• _Page excerpt_
* * * * * * *
How did you manage the filming? Was it difficult to organize, between injuries and competitions and other events? Iberg, do you still get behind the camera?
Eric: I don’t film anymore, I just sit on the phone and the computer and try to make dreams happen. Brady Perron was the main man, and there were a couple more people that these guys can tell you about.
Phil: The first year when Henrik and I weren’t together I shot with a Quebec homie that I know well, Vince RC who I filmed Keynote Skier with. There was also Emil Granöö, who Henrik and I have filmed with every year since 2012.
Henrik: It started out a little rough for me. The first year I didn’t get nearly as many clips as I have any other year—for filming it was unfortunately one of the worst seasons I’ve had. But it gave me a lot of time to think about what I wanted to do for the coming season. Phil was healthy for the first season, so I got to see how far he had progressed and stepped up and pushed his skiing. That motivated me and got me so inspired to really put all my effort and energy into it.
Contests are pretty easy, you just go and compete when you have to—you just do your best run whenever it’s time to do your run. But the rest of the season went into only this movie. We didn’t even put out any edits or anything. It was just 100 percent, let’s make the illest movie we possibly can.
Was it weird to button up for two years and not put out regular edits?
Phil: For sure. Sometimes I felt the itch to have something come out, especially being hurt in the second year and having all the rst-year footage seem so old to me. I’ve probably edited my footage twenty times in twenty different ways now, everything seems so damn redundant and irrelevant. So it’s definitely hard in that aspect, when you can’t come out with something straight after you get the clips. In retrospect, I definitely prefer to release shit faster. But it all has its time. At the same time I’m completely happy with how this all went down. Yet, to be relevant and release stuff is much easier and natural than to hold on to footage for a while.
* * * * * * *
(Items from a data source)
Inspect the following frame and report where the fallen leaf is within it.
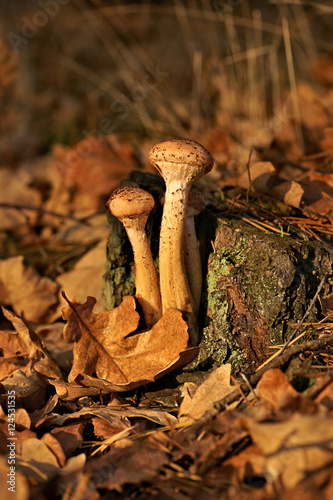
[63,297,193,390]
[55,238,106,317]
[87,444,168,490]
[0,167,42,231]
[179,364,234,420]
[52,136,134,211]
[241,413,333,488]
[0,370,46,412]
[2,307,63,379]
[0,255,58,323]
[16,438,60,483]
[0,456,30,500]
* * * * * * *
• _Tasks_
A: Reproduce the stretch of the ski film interview from "How did you" through "year since 2012.", substituting "lens" for "camera".
B: Extend the ski film interview by writing what comes next after its final sentence.

• _Answers by task_
A:
How did you manage the filming? Was it difficult to organize, between injuries and competitions and other events? Iberg, do you still get behind the lens?
Eric: I don’t film anymore, I just sit on the phone and the computer and try to make dreams happen. Brady Perron was the main man, and there were a couple more people that these guys can tell you about.
Phil: The first year when Henrik and I weren’t together I shot with a Quebec homie that I know well, Vince RC who I filmed Keynote Skier with. There was also Emil Granöö, who Henrik and I have filmed with every year since 2012.

B:
Eric: That’s what everyone wants in this industry. It’s not like these kids’ sponsors are saying, “Woo hoo, thanks for not being relevant.” So it’s as much to blame on the people that pay these guys’ bills, as the feelings that they have. Also, the Instagrams and all this stuff —pretty much every sponsor would pay these kids more money if they did a 15-second Instagram every day and hashtagged their sponsors. To actually want to make movies, but not have the industry care about movies anymore, is a pretty big deal. So that’s why it’s so sweet that I got to do this with them.
Henrik: I like holding on to the footage because that definitely sparked my motivation. When I went to contests, I wanted to do really well so people would realize, “Shit, he’s on to something.” I wanted to show at X Games and at the B&E Invitational and everything else that I’m skiing better than I’ve ever been skiing, but there’s a reason why you haven’t seen a lot of footage.
You all have worked together for a long time, how did you come together and continue working together?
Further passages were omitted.